═════ SUPPLIED RECORDS ═════

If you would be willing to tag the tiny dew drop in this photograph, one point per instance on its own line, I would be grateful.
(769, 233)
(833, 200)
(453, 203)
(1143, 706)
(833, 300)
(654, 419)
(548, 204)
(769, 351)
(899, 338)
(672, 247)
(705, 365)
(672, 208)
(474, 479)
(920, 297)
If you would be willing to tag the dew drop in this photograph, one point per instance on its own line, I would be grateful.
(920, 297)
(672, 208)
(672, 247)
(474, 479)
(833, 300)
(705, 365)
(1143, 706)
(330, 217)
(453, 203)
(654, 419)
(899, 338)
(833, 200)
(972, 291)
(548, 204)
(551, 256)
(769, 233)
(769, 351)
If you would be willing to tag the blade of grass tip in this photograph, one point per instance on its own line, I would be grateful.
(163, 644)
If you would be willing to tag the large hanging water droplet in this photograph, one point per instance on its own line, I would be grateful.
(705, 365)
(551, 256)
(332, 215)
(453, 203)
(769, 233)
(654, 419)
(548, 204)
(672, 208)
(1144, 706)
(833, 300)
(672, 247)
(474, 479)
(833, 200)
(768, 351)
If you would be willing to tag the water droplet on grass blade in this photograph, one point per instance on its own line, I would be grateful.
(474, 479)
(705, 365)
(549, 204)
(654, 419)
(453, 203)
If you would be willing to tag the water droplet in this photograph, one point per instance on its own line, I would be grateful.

═════
═════ SUPPLIED RECORDS ═════

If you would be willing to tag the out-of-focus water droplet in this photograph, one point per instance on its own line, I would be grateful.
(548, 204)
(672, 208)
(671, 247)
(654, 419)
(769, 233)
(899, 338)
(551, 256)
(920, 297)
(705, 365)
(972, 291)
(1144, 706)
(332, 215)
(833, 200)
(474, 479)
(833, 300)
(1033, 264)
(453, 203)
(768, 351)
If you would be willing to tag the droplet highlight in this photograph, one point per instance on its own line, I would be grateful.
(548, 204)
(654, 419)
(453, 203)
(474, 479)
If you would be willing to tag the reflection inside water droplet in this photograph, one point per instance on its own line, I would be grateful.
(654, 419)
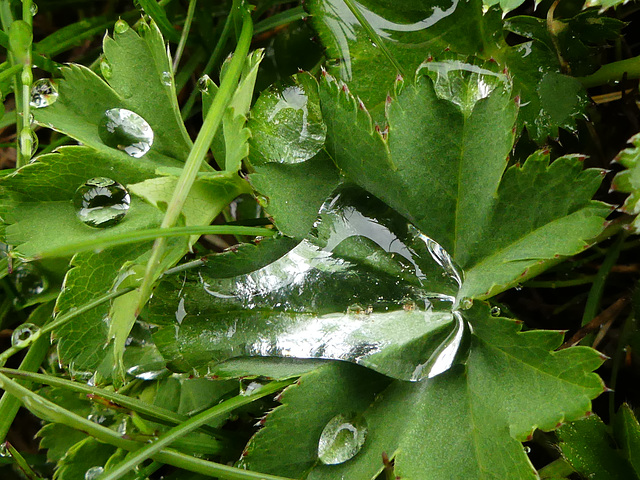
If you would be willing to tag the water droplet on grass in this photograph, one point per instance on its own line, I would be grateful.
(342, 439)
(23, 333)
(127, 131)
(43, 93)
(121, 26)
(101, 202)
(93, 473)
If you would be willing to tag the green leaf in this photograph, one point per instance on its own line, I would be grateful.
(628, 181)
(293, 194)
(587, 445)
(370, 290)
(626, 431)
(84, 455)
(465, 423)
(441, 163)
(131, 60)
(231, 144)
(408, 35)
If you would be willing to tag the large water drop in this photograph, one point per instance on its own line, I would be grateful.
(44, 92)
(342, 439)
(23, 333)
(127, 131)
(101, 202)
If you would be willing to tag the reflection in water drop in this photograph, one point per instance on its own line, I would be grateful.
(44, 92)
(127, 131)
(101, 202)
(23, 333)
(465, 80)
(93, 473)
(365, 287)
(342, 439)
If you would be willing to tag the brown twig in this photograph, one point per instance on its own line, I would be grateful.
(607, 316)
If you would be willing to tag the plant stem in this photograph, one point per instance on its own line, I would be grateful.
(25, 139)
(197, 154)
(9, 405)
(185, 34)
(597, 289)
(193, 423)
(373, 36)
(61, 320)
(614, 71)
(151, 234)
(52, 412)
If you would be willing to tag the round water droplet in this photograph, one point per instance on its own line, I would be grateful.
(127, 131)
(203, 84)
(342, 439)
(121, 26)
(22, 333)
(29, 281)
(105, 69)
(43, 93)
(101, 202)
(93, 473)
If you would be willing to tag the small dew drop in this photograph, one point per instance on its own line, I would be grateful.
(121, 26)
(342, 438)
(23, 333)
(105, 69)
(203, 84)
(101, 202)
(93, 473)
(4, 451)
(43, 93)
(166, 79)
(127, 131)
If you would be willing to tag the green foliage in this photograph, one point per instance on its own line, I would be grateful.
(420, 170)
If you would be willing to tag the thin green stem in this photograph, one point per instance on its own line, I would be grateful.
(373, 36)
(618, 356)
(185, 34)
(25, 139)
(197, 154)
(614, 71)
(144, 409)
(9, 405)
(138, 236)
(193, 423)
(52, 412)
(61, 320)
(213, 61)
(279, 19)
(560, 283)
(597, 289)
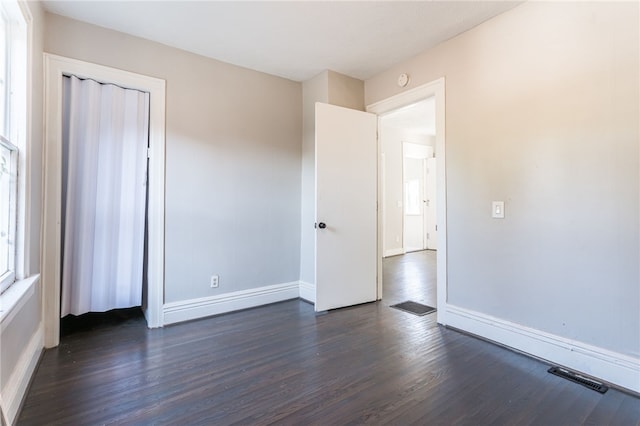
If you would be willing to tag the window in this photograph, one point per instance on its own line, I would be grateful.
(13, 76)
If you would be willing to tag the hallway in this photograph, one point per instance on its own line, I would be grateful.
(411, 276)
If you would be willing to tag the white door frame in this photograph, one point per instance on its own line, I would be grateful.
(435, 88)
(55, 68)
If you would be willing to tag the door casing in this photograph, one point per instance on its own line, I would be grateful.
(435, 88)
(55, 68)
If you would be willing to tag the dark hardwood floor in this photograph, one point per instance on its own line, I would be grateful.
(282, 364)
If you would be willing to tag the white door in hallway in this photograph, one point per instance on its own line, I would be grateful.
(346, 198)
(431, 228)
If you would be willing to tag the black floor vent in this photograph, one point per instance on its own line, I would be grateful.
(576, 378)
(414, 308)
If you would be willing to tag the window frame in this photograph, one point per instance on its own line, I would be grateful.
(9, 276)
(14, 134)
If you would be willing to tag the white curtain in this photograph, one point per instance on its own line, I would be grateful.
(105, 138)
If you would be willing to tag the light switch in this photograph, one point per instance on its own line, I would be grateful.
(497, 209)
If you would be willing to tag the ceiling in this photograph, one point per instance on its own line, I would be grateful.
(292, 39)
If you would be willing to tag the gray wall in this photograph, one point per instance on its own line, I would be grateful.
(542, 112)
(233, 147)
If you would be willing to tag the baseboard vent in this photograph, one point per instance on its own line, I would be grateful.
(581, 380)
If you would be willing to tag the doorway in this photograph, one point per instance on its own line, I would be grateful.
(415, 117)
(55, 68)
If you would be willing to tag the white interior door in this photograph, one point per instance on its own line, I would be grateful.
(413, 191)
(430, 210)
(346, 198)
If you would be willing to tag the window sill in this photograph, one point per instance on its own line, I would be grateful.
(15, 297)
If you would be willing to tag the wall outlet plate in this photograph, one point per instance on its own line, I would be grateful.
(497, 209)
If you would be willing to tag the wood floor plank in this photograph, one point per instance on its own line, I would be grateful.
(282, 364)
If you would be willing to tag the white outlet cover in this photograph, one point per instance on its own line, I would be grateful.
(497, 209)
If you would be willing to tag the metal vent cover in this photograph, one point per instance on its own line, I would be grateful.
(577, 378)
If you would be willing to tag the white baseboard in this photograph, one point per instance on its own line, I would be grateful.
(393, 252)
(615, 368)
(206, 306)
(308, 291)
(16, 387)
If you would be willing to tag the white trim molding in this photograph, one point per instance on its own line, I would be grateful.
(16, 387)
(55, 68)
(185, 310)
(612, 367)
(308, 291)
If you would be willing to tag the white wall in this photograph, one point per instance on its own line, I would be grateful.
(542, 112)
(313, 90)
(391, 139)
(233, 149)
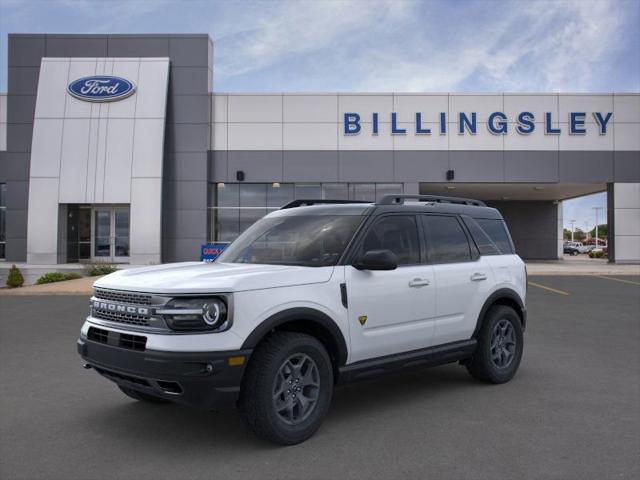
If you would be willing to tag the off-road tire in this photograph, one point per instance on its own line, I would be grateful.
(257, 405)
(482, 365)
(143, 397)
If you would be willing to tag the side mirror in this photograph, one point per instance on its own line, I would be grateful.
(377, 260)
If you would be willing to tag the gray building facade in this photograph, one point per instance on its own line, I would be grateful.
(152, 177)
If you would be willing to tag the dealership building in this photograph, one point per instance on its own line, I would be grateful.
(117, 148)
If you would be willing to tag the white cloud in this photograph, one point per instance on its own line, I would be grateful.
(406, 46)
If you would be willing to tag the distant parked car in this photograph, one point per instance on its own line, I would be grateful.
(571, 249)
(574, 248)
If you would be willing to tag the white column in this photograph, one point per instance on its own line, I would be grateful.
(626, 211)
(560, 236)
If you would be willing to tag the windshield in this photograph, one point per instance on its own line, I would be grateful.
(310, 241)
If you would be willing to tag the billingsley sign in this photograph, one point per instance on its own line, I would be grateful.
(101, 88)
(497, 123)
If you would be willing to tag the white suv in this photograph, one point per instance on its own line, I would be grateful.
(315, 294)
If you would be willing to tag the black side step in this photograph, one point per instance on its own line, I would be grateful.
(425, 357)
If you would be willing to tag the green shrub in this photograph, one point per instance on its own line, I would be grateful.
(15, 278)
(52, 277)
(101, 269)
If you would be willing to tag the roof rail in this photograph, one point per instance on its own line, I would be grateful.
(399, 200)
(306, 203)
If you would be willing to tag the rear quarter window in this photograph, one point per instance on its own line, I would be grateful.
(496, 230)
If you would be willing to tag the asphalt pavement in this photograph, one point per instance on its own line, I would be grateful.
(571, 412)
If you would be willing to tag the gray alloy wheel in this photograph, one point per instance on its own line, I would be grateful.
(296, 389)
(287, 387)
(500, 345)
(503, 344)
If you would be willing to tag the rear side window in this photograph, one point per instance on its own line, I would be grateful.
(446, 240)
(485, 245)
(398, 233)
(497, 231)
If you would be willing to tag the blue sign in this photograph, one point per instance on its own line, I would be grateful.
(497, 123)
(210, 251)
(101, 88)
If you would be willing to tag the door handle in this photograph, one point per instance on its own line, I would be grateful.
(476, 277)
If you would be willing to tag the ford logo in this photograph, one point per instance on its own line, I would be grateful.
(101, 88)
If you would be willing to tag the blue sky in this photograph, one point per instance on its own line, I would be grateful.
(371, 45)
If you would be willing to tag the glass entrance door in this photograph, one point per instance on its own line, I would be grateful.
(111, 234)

═════

→ **WORK REQUIRED**
In the records above, the line with "If you would be willing to tag the blade" marks the start and the line with "If you would be willing to tag the water droplet in" marks the end; copy that stretch exactly, both lines included, and nothing else.

→ **OUTPUT**
If you would be willing to tag the blade of grass tip in this photograph, one point per instance on its own line, I would be grateful.
(163, 644)
If you would be willing to tag the large hanging water droplet in this photograph, one point per instance on its own line, I would be grateful.
(705, 365)
(551, 256)
(332, 215)
(453, 203)
(769, 233)
(654, 419)
(548, 204)
(672, 208)
(1144, 706)
(833, 300)
(672, 247)
(474, 479)
(833, 200)
(768, 351)
If you would be willing to tag the water droplet on grass blade in this photograph, one point per instance on its own line, I would be grateful.
(474, 479)
(705, 365)
(549, 204)
(654, 419)
(453, 203)
If you would be willing to tag the water droplet in this photograph, one point per instance on its own line, I would be grateful.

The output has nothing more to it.